**PASSAGE:**
########################################

POV-Ray : Newsgroups : povray.off-topic : Mysterious : Re: Mysterious Server Time
5 Sep 2024 17:15:06 EDT (-0400)
  Re: Mysterious  
From: Darren New
Date: 12 Jun 2009 12:27:37
Message: <4a3281f9@news.povray.org>
Invisible wrote:
> "In quantum field theory a Feynman diagram is an intuitive graphical 
> representation of a contribution to the transition amplitude or 
> correlation function of a quantum mechanical or statistical field theory."

Basically, it's QED - Quantum ElectroDynamics. Which is to say, the behavior 
of electrons and photons.

There's two basic operations that happen: An electron absorbs a photon, and 
an electron emits a photon.  Each of these has a certain probability.

Since you can only measure things at the end of an experiment, your 
experiment winds up with questions like "What's the probability of an 
electron at event[1] A and an electron at event B turning into an electron 
at C, an electron at D?"

[1] Event: A point in spacetime, i.e., a place and time.

########################################

**MATERIAL SHOWN:**
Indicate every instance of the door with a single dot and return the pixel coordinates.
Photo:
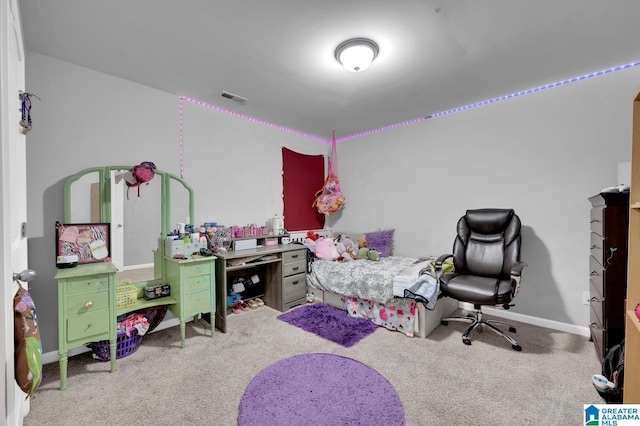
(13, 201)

########################################

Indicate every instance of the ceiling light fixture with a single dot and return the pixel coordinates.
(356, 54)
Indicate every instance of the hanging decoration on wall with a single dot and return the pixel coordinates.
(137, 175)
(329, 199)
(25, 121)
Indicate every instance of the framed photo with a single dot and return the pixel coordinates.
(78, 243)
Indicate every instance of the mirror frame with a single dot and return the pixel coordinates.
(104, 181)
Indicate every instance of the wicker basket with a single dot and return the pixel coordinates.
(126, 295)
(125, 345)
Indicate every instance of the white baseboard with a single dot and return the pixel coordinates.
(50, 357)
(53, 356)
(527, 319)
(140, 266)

########################################

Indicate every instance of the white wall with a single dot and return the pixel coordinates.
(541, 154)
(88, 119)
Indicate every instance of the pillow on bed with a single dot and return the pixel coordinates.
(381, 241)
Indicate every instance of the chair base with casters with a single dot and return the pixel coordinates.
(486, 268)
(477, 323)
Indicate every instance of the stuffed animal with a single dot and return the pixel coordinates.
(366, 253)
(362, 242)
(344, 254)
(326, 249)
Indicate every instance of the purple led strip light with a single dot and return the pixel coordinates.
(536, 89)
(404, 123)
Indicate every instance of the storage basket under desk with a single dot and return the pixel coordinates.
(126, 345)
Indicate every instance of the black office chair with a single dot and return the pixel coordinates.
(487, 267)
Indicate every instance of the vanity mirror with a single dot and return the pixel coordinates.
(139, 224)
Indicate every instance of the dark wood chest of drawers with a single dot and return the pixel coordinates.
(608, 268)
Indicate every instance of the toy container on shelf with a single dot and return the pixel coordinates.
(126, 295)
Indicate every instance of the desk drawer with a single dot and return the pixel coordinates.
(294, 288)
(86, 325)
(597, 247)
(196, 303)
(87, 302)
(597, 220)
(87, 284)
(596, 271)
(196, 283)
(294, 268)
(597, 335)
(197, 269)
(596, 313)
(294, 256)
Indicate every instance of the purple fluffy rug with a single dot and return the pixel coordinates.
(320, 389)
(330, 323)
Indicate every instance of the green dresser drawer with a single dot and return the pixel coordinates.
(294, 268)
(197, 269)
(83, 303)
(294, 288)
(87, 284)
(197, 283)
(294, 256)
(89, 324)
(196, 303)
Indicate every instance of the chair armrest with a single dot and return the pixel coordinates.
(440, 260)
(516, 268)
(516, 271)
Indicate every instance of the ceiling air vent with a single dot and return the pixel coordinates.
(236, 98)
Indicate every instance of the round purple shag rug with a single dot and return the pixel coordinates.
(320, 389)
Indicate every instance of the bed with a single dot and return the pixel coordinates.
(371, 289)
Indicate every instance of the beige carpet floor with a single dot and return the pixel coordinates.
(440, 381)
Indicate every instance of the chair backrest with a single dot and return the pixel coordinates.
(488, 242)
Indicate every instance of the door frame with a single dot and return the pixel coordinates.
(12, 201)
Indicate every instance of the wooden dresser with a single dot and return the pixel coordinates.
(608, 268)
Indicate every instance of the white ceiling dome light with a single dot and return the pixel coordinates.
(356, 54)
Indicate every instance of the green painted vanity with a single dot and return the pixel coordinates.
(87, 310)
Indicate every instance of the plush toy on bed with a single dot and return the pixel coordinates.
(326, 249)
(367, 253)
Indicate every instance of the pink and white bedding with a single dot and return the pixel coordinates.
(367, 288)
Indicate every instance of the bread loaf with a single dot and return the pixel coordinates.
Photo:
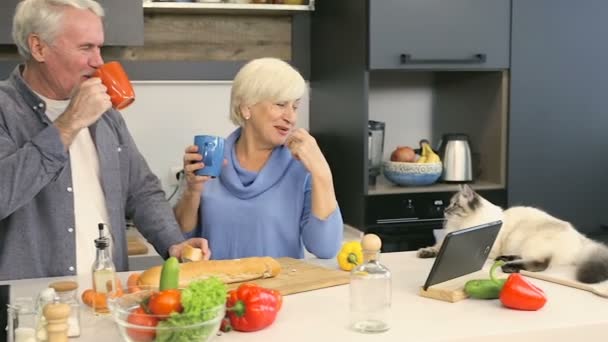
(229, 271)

########################################

**GOALS:**
a. From the QED newsgroup post above, return everything from "Basically, it's QED" down to "a certain probability." without changing a word.
b. Decide whether each statement agrees with the QED newsgroup post above: (i) the post names absorbing a photon and emitting a photon as the two basic operations of an electron; (ii) the post says things can be measured at any point during an experiment; (iii) the post defines an event as a point in spacetime. For each, give yes or no and quote the deciding words.
c. Extend the QED newsgroup post above, picking up right after its final sentence.

**PER-TASK ANSWERS:**
a.
Basically, it's QED - Quantum ElectroDynamics. Which is to say, the behavior 
of electrons and photons.

There's two basic operations that happen: An electron absorbs a photon, and 
an electron emits a photon.  Each of these has a certain probability.

b.
(i) Yes: "An electron absorbs a photon, and an electron emits a photon."
(ii) No: "you can only measure things at the end of an experiment"
(iii) Yes: "A point in spacetime, i.e., a place and time."

c.
The way you calculate this is proabilities. Except the probabilities are 
complex numbers, two-dimentional. They're called "amplitudes". The way you 
get a probability from amplitudes is this:

For each possible path, you multiply together the individual amplitudes that 
could make that path. So if the electron could go from A to X, while the 
other goes from C to Y. It could then emit a photon that goes from X to Y, 
be absorbed by the other electron, and the electrons wind up at B and D. 
(You'd get something like that diagram without the green). That's one 
possibility, and you multiply the amplitudes of an electron going from A to 
X, emitting a photon, going from X to B, the photon going from X to Y, 
getting absorbed by the electron, an electron going from C to Y, and from Y 
to D.

Or the "second" electron could go from C to Y to B the the first could go 
from A to X to D. Or C->X->B and A->Y->D. Or emitting two photons. And so on.

Add up all those amplitudes, take the absolute value of the result, and 
that's the probability that you get from experiment start to experiment end. 
There's an infinite number of different collections of amplitudes to add up, 
so it gets messy. But figuring out all the possible amplitudes is aided by 
drawing pictures of the interactions like that. Fortunately, amplitudes are 
always < 1 (being probabilities altho in 2D), so as you multiply more 
together, the probability they affect your result gets smaller.


-- 
   Darren New, San Diego CA, USA (PST)
   Insanity is a small city on the western
   border of the State of Mind.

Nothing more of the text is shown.